# Activity list
1. Decide whether each statement below agrees with the essay on text in art, answering yes or no and quoting the words of the essay that settle it: (a) The essay holds that art is self-explanatory. (b) Some artists use text because they are interested in the graphic quality of words or letters. (c) Artists usually do the talking and writing of texts about their art.
2. Output the passage of the essay on text in art starting with "One of the greatest" and going on through "artist stays silent.", copied word for word.

# Reading passage
§ §

TEXT ME
by Ute Thon

One of the greatest misunderstandings about art is that art is self-explanatory. Nothing could be more wrong. Art doesn’t explain a thing. It creates a different universe with its own language and often the artist who creates the artwork is the only one who speaks and understands the language of this particular universe. Explaining art is the profession of other people – critics, curators, art dealers, art historians – and mostly they do the talking and writing of texts while the artist stays silent.

Artists who use text in their art have many reasons to do so: he/she might want to highlight a certain message by using words from our common language to make sure everyone gets it. Then there are artists who use text mainly because they are interested in the graphic quality of certain words or letters. Others find absurd poetry in random texts, in manuals, advertising, newspapers. They deconstruct existing texts by writers, philosophers, politicians or the letter of a lost lover. Then there are artist who write manifestos for a better world or lament a lost one. They might want to make a bold political statement and provoke a debate. Or they just want to tell a joke.

That’s no small thing. Specially in times when we are loosing our common ground, language and text, the communication systems that inform the world, are also used to divide and polarize people. Words become more and more toxic, truth and fake two faces of the same coin. This ambiguity makes text a tempting material for curious artists.

Text in art can be the cherry on the cake, the ornament on the canvas, the fist in your face, the alternative fact in a new universe, the angry inscription on a fake granite stone, the bridge we all have to cross, shouts and murmurs in the lily white cube.

§ §

Dataset entries
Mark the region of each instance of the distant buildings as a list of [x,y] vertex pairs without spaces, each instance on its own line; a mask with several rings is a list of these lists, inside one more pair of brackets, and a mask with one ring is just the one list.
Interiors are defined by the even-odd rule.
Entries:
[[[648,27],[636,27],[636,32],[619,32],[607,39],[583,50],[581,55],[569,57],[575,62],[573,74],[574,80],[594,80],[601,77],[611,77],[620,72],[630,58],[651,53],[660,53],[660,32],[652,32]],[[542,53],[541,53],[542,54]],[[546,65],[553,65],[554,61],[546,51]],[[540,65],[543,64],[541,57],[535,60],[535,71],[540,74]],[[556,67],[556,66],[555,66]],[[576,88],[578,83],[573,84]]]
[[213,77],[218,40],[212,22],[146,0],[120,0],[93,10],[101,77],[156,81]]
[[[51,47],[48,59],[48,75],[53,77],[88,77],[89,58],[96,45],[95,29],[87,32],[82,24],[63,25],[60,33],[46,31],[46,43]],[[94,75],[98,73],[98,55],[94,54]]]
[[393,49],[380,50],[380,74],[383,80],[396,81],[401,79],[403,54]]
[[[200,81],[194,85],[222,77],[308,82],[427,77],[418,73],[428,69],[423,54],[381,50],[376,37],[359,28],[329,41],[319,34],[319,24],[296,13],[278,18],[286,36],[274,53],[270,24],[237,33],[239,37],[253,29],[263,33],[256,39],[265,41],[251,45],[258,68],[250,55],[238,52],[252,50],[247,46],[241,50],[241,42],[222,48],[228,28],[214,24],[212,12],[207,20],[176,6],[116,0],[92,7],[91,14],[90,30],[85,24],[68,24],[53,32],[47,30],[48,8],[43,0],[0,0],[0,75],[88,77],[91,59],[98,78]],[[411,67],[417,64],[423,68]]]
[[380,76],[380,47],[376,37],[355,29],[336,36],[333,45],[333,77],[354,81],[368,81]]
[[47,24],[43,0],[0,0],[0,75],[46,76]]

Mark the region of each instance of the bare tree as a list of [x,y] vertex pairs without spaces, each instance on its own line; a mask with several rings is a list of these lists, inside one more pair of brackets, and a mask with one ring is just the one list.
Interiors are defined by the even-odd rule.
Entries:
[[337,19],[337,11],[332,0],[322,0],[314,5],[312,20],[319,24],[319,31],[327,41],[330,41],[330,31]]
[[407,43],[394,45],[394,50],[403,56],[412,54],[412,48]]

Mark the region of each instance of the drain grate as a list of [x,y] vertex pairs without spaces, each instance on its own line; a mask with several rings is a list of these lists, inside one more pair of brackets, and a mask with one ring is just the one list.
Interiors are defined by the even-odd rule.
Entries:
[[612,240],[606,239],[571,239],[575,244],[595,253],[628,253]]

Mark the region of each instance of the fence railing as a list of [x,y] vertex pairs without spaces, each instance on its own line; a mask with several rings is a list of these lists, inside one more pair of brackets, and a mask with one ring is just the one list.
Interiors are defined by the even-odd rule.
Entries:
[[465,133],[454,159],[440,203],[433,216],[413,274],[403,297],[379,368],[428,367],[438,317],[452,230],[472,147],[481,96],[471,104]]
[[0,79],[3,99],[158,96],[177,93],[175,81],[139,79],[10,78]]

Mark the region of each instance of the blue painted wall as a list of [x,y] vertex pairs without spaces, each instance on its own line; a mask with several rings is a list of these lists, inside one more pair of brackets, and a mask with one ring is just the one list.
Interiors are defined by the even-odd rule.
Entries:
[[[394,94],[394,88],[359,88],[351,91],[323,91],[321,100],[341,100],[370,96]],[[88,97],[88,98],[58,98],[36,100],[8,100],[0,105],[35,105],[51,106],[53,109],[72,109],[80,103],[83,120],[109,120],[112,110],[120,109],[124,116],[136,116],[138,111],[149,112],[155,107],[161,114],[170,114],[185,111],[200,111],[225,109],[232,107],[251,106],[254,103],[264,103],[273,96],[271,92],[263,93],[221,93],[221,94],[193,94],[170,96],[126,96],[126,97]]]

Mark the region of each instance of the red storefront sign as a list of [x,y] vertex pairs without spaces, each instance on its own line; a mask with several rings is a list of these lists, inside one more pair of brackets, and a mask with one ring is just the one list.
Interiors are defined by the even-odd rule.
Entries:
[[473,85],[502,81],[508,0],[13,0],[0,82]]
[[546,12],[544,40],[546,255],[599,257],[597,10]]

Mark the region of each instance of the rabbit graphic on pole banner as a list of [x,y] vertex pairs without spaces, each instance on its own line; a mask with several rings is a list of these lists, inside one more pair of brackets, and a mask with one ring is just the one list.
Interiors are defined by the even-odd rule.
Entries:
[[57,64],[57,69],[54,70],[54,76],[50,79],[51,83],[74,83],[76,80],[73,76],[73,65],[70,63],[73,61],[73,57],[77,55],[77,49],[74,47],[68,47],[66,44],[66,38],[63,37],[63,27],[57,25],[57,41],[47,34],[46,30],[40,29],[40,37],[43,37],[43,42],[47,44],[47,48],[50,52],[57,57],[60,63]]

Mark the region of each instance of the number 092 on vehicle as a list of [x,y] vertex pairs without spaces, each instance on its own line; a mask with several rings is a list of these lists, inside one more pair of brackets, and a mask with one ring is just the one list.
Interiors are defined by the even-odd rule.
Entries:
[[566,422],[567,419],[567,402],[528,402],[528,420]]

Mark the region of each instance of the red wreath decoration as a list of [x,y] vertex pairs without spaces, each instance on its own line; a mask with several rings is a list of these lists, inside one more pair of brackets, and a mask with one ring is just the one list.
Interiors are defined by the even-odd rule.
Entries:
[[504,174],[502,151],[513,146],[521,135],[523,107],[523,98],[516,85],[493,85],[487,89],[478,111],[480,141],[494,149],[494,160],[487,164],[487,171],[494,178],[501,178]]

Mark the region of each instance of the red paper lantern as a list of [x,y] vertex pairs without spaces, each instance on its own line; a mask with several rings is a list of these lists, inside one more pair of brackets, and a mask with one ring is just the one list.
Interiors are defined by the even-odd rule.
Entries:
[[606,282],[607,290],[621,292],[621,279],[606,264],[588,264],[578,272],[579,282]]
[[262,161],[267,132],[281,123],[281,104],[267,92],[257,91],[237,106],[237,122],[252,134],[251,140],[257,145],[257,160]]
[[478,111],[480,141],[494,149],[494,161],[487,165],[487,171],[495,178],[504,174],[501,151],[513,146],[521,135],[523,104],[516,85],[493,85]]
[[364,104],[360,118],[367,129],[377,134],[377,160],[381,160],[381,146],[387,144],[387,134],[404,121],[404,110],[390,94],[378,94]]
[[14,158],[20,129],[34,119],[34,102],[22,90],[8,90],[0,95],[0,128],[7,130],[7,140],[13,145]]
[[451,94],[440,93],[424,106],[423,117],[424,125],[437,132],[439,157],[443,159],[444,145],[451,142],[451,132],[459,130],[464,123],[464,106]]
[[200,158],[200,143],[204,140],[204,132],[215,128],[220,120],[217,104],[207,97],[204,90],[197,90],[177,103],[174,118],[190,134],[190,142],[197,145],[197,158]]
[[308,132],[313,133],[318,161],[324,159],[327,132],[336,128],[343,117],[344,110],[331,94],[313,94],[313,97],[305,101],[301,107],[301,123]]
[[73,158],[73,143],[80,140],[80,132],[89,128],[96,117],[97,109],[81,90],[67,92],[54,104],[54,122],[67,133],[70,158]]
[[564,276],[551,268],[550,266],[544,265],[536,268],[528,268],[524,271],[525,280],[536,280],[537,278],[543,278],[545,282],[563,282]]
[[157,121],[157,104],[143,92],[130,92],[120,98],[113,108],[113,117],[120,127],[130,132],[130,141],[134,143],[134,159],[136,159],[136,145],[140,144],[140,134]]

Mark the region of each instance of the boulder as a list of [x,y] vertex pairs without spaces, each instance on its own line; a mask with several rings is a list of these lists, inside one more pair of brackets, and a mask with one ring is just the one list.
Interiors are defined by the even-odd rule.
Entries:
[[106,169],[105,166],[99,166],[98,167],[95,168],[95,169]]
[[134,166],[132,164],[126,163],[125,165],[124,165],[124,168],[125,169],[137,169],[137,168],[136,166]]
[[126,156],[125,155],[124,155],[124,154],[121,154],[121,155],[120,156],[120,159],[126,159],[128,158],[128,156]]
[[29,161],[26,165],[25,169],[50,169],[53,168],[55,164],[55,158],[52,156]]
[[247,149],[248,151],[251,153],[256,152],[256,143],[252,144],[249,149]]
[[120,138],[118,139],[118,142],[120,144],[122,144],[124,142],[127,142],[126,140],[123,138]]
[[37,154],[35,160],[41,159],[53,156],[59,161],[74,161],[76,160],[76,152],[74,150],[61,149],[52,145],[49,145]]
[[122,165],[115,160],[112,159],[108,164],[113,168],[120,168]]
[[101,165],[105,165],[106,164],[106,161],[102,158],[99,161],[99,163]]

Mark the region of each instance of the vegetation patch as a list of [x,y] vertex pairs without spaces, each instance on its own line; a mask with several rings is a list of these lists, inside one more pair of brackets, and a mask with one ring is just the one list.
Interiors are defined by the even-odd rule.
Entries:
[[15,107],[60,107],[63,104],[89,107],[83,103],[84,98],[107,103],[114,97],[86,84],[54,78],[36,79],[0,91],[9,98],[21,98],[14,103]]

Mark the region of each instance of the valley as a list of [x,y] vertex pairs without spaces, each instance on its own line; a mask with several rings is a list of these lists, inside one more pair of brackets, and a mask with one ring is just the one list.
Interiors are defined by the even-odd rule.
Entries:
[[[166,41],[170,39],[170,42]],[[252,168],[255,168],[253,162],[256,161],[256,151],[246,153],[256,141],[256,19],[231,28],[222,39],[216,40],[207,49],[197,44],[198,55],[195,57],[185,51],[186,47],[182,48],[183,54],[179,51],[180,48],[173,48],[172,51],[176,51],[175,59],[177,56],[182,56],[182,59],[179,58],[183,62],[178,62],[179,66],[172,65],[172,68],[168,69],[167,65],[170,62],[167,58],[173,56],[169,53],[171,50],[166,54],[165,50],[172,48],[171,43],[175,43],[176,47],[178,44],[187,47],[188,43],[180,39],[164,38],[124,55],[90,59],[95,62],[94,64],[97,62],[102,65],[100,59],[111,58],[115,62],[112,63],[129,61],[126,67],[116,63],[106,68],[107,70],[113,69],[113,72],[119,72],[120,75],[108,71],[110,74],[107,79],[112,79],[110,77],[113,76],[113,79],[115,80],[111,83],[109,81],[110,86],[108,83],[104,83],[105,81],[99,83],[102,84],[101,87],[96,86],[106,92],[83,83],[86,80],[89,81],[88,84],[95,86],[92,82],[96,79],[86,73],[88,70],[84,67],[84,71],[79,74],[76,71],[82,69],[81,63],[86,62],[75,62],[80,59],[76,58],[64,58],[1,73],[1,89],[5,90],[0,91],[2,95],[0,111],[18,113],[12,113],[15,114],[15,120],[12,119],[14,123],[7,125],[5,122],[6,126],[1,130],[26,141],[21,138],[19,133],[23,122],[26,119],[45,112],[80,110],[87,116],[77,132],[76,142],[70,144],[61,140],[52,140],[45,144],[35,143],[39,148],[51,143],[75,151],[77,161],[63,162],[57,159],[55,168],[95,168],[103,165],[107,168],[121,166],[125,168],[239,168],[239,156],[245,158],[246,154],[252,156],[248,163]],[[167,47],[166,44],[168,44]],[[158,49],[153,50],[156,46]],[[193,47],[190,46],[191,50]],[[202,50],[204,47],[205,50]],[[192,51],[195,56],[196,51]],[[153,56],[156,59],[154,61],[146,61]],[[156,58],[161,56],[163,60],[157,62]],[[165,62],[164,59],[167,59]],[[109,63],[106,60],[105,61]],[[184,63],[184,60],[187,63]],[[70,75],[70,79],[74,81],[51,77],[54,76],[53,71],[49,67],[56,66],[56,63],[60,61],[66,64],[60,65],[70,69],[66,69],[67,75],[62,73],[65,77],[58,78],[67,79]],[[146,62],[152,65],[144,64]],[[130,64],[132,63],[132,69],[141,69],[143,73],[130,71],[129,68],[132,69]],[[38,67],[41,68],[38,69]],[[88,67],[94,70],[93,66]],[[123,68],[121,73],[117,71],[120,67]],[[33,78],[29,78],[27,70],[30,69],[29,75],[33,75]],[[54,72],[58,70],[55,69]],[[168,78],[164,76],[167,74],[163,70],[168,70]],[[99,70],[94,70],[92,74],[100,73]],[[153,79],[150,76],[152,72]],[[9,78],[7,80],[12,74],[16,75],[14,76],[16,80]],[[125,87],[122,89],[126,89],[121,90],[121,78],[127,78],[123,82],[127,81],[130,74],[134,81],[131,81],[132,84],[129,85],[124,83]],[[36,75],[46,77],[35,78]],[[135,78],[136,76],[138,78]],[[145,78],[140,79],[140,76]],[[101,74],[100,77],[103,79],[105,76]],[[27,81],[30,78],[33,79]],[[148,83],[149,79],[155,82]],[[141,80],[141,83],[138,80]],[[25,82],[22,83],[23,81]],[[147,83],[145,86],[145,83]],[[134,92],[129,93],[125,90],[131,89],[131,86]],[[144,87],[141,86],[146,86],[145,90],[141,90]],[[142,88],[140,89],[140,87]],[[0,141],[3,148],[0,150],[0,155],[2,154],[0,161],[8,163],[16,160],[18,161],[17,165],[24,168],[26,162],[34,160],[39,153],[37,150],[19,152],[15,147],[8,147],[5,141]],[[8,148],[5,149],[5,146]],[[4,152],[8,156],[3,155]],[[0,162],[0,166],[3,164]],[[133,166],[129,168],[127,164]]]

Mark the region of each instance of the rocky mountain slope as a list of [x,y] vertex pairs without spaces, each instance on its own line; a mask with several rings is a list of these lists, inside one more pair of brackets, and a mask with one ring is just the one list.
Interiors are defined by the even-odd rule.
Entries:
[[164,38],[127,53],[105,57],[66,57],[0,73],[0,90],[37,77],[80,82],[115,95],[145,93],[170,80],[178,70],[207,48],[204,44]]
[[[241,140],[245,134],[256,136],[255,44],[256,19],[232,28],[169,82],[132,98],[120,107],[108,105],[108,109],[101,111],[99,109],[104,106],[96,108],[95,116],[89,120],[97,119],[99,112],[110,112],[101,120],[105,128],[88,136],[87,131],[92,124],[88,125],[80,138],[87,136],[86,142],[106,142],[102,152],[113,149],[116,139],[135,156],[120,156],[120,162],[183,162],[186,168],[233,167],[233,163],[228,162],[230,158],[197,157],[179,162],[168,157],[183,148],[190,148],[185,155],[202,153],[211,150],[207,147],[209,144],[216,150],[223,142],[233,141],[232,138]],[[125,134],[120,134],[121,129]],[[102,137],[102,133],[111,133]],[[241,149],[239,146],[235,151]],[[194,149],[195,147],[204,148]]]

§ §

# Results in order
1.
(a) No: "One of the greatest misunderstandings about art is that art is self-explanatory. Nothing could be more wrong."
(b) Yes: "Then there are artists who use text mainly because they are interested in the graphic quality of certain words or letters."
(c) No: "mostly they do the talking and writing of texts while the artist stays silent."

2.
One of the greatest misunderstandings about art is that art is self-explanatory. Nothing could be more wrong. Art doesn’t explain a thing. It creates a different universe with its own language and often the artist who creates the artwork is the only one who speaks and understands the language of this particular universe. Explaining art is the profession of other people – critics, curators, art dealers, art historians – and mostly they do the talking and writing of texts while the artist stays silent.